#### EXTRACT TO READ
- Common name: Maine Capitol Police or Capitol Police
- Abbreviation: MCP

Agency overview
- Formed: 1967; 59 years ago (first officer hired)2009; 17 years ago (in its current form)

Jurisdictional structure
- Operations jurisdiction: Maine, USA
- Governing body: Maine Department of Public Safety
- General nature: Civilian police;
- Specialist jurisdiction: Buildings and other fixed assets;

Operational structure
- Headquarters: Cross State Office Building, Augusta, ME
- Officers: 13
- Security screeners: 6
- Agency executive: Stephen Trahan, Lieutenant (acting chief);
- Parent agency: Maine State Police

Website
- https://www.maine.gov/dps/capitol-police

= Maine Capitol Police =

The Maine Capitol Police (MCP), officially the Bureau of Capitol Police, is the capitol police agency of the state of Maine which provided security policing services to the Maine State House, the state house grounds, and other state properties as-assigned (including the Riverview Psychiatric Center). Sworn MCP officers have full police powers across the state of Maine. MCP personnel conduct patrol operations and enforce state laws, enforce parking and traffic regulations, and assist other agencies when necessary. The MCP also employs non-sworn "security screeners" for basic entry control and security tasks.

In 2025, the Bangor Daily News reported that the Maine State Police would absorb the duties the MCP gradually, replacing MCP officers with state troopers as MCP officers retire or otherwise leave the MCP. The Daily News also reported that the Maine State Police would assume management of MCP indefinitely. However, a 2026 bill to merge the agencies was defeated in the Maine legislature.
########
#### COLLECTED MATERIAL
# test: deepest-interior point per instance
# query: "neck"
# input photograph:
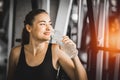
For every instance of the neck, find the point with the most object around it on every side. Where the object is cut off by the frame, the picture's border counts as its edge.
########
TASK REQUIREMENTS -
1/ According to the article on the Maine Capitol Police, in which building is the agency headquartered?
2/ Carry on the article about the Maine Capitol Police, beginning after its final sentence.
The listing has no role in this work.

PER-TASK OUTPUTS -
1/ The Cross State Office Building in Augusta, Maine.

2/
==History==
In 1967/8, Maine Governor Kenneth M. Curtis appointed Robert Sears, a custodian and part-time police officer, to police the State House grounds. Sears held the title of " building and grounds officer", wore a uniform in the style of the Maine Warden Service, with a patch that read “State House Police”, and used a Cushman motor scooter. Sears controlled parking around the State House and State Office Building, and provided security on the premises. General security services for the Capitol complex were provided by night watchpersons, part of the Bureau of Public Improvements.

The Capitol Security Police Force was formed in 1968, as part of the Bureau of Public Improvements. The force consisted of the Chief, Officer Sears and a number of watchpersons, and was added to by a number of security guards in 1971 when the Maine State Library, Maine State Museum and Maine State Archives opened in the Cultural Building next to the State House. The guards were retitled Capitol Security Police Officers in 1977, following the bombings of several public buildings in New England and the Central Maine Power Company in Augusta. The force was formed as the Bureau of Capitol Security within the Maine Department of Public Safety. In 1982, the Capitol Police took on responsibility for the Augusta Mental Health Institute and grounds, and the force had a total of eleven officers. In 1979, Donald Suitter was appointed chief.

In 1990, the night watchpersons were reassigned to Capitol security, bringing the state government buildings in Hallowell within the responsibility of the Capitol Police. Officer Robert Sears, the original Capitol Police Officer, retired in 1994.

In 2004, budget meant the bureau could no longer provide round-the-clock services. By 2006, when Donald Suitter retired, further budget cuts had reduced the force to three watchpersons and six police officers. Russell Gauvin, a retired Portland Police Department captain, was appointed as his replacement and began to modernize the Capitol Police, including the introduction of telescopic batons, a dedicated channel for police radios and a computer-aided dispatch system.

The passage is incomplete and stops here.